** Start Input material **

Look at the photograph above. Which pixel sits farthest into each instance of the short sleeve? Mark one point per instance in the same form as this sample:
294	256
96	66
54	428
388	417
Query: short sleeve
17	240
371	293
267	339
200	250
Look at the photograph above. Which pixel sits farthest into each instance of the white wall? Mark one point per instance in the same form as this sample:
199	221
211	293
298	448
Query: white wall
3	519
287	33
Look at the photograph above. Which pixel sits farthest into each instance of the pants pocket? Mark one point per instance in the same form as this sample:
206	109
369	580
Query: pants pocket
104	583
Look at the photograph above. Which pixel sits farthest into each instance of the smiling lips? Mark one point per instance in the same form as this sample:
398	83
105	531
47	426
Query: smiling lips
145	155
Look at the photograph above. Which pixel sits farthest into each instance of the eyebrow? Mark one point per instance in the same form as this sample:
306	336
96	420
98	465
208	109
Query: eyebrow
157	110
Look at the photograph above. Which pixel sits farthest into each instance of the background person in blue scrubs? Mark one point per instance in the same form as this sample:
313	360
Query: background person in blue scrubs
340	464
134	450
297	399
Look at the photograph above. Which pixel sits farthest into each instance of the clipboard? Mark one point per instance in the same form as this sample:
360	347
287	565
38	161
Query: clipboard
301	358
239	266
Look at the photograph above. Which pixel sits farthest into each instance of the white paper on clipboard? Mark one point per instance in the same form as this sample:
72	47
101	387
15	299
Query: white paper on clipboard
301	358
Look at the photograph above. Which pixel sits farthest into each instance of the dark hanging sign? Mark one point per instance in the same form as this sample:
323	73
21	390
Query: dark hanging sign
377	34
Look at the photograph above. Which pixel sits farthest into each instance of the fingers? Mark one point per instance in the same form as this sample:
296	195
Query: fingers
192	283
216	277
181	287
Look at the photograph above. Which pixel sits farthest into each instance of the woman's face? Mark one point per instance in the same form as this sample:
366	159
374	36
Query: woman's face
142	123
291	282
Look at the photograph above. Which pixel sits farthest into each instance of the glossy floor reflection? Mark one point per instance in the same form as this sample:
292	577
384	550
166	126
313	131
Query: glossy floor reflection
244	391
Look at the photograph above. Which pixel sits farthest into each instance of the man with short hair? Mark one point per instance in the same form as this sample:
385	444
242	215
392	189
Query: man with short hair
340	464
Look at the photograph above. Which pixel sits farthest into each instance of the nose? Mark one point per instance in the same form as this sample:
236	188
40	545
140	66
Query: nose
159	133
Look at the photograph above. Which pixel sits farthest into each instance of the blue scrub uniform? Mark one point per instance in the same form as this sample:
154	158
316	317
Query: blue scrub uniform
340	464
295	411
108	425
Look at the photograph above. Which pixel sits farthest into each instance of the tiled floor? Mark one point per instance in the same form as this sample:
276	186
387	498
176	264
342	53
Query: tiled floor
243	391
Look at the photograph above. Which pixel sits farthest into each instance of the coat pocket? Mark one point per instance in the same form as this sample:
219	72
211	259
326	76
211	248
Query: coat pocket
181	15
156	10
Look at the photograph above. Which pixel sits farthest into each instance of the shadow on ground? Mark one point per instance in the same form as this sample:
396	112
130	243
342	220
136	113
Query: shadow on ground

** End Input material **

Exercise aim:
Set down the entries above again, word for word.

Exercise output:
Look at the photograph above. Which pixel sits farthest into each instance of the short sleeve? Mark one point per instance in the same form as this sample:
294	256
96	66
54	428
388	417
Query: short sleeve
17	240
371	293
267	339
200	250
Look at the photograph above. Which pixel sits farthest into each instance of the white wall? Mark one point per instance in the same form as this sample:
199	221
211	293
298	448
Query: white wall
3	519
287	33
Look at the photograph above. Which pixel sits farthest into each instance of the pants pocket? Mark one point per instance in the same form as this sample:
206	109
369	580
Query: pants pocket
104	583
Look at the photograph above. Which pixel sits farthest into each instance of the smiling lips? Mark one point per instance in the same form as this sample:
398	83
105	531
47	426
Query: smiling lips
145	155
Look at the photograph above. Which pixel sits farthest into each instance of the eyebrow? Mark one point per instance in the same form as this sample:
306	336
96	420
98	465
208	109
Query: eyebrow
157	110
Look at the photograph above. Which pixel sits farthest into each instance of the background person in blue scrubs? Mark one point per instance in the same form as this sample:
313	360
Query: background person in blue scrubs
340	464
134	450
297	399
Look at the photograph above. Which pixel sits farthest into each instance of the clipboard? Mark one point per instance in the same form as this sample:
360	347
287	565
38	161
Query: clipboard
301	358
239	266
Look at the photograph above. Which pixel sits farthest into each instance of the white paper on clipboard? Mark one point per instance in the same form as this sample:
72	47
101	387
15	299
Query: white paper on clipboard
301	358
Look at the photograph above. Which pixel sits farthest into each instance of the dark hanging sign? Mark one point per instance in the same form as this sample:
323	73
21	390
Query: dark hanging sign
377	34
Look at the photograph above. Which pixel sits farthest into each instance of the fingers? Mark one point per instance in the same form as this sample:
296	195
Query: fingers
192	283
216	277
181	287
Look at the photograph above. Which pixel sits farthest into each instance of the woman's face? Mark one point per instance in the same form as this sample:
366	159
374	36
Query: woman's face
142	123
291	282
Look at the photograph above. Which pixel sits farthest into each instance of the glossy floor reflection? Mark one point per instance in the same form as this sample:
292	577
384	550
166	126
313	131
Query: glossy floor reflection
244	391
Look at the photograph above. Which pixel sits farthest into each instance of the man with short hair? Mark one point per instance in the same form as this sample:
385	444
242	215
392	189
Query: man with short hair
340	464
Look at the photograph above. Which pixel sits farthest into each instance of the nose? Mark one point per instance in the same form as this sample:
236	188
40	545
140	66
Query: nose
159	133
Look at the photograph above. Which pixel sits farthest into each instance of the blue scrub uniform? Mark one point per instance in the same form as this sample:
154	158
316	317
Query: blue scrub uniform
340	464
295	411
108	425
Look at the photograph above. Which pixel sits farthest into each instance of the tiled floor? Mark one point per instance in the same form as this sample:
276	186
387	498
176	264
342	53
Query: tiled floor
243	391
Look at the photograph above. Which pixel sits farthest into each instance of the coat pocket? Mark one point per instance in the same form as this sample:
219	72
211	259
326	76
211	248
Query: coat pocket
181	15
156	10
Look at the photograph above. Which pixel sits farthest into each instance of the shadow on ground? Mark one point per instance in the same form as this sample:
396	112
130	243
342	220
136	113
Query: shadow on ground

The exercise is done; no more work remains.